### Point labeling data
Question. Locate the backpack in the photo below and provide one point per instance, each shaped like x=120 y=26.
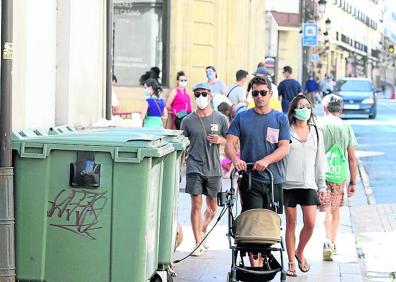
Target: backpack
x=337 y=169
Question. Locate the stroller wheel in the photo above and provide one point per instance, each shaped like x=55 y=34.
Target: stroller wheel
x=283 y=276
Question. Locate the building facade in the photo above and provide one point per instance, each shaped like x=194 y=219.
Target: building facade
x=59 y=63
x=386 y=65
x=283 y=42
x=60 y=52
x=185 y=35
x=354 y=37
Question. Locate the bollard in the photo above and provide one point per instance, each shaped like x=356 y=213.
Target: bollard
x=7 y=222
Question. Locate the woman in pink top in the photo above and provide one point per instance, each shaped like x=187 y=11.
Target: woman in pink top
x=179 y=103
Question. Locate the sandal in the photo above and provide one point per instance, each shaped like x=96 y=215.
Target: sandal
x=292 y=273
x=303 y=267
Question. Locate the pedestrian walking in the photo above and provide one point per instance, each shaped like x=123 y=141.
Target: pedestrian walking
x=216 y=85
x=274 y=102
x=179 y=101
x=154 y=112
x=305 y=175
x=340 y=143
x=206 y=130
x=236 y=93
x=311 y=88
x=264 y=138
x=288 y=88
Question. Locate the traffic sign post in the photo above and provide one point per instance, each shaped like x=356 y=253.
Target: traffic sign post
x=310 y=34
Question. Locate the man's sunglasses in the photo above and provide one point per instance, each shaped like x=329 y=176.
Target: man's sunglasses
x=308 y=106
x=263 y=93
x=203 y=93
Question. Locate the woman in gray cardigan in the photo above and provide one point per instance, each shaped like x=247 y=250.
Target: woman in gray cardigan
x=305 y=176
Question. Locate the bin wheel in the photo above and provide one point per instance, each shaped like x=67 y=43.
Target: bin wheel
x=283 y=276
x=156 y=278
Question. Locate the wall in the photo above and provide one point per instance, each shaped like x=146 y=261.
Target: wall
x=289 y=52
x=80 y=62
x=58 y=67
x=34 y=68
x=228 y=34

### Exercise prompt
Can you update the data above so that every "provide one point per instance" becomes "give one point for each instance", with everything else unchanged and the pictures left out?

### Answer for this exercise
Question. Locate the backpack in the photo below and give one point for each instance, each shaped like x=120 y=26.
Target: backpack
x=337 y=169
Question. Locate the stroller wheel in the photo above and give one point for each instance, each shaped like x=55 y=34.
Target: stroller wheel
x=283 y=276
Question. Locate the building facade in the photo above and give one point for each instance, each shaped like x=194 y=219.
Target: building facade
x=59 y=63
x=386 y=65
x=283 y=42
x=60 y=52
x=185 y=35
x=354 y=37
Question. Locate the bollard in the photo above and give one point for each instance, each shaped like x=356 y=213.
Target: bollard
x=7 y=222
Question. Locate the woman in pink top in the photo above and give one point for each instance, each shaped like x=187 y=11.
Target: woman in pink top
x=179 y=103
Question. Locate the sandal in the photo above and give one point for each instance, each shaped like x=96 y=215.
Target: sandal
x=292 y=273
x=303 y=267
Question. Locate the pedestrian walking in the photo above and give one point for each instance, each shaped like x=123 y=141.
Target: pedestrian walking
x=216 y=85
x=274 y=102
x=179 y=101
x=154 y=112
x=305 y=175
x=340 y=143
x=206 y=130
x=236 y=93
x=311 y=88
x=264 y=138
x=288 y=88
Question. Locate the traffic sign post in the photo above and give one point for each instance, each shaped like x=356 y=253.
Target: traffic sign post
x=310 y=34
Question. Locate the man's sunglasses in the photo above and give one point for each instance, each shaped like x=329 y=176.
Target: man's sunglasses
x=308 y=106
x=263 y=93
x=203 y=93
Question. Locate the woman in gray cardigan in the photo above and give one point for each instance, each shaped like x=247 y=250.
Target: woman in gray cardigan
x=305 y=176
Question. Locate the bin wheel in the photo above and give one point for each instance, each shaped like x=67 y=43.
Target: bin wheel
x=283 y=276
x=156 y=278
Question. Locate the wall in the photo above and give one point for each instance, each shaped like x=146 y=261.
Target: wall
x=289 y=52
x=80 y=62
x=58 y=67
x=34 y=68
x=228 y=34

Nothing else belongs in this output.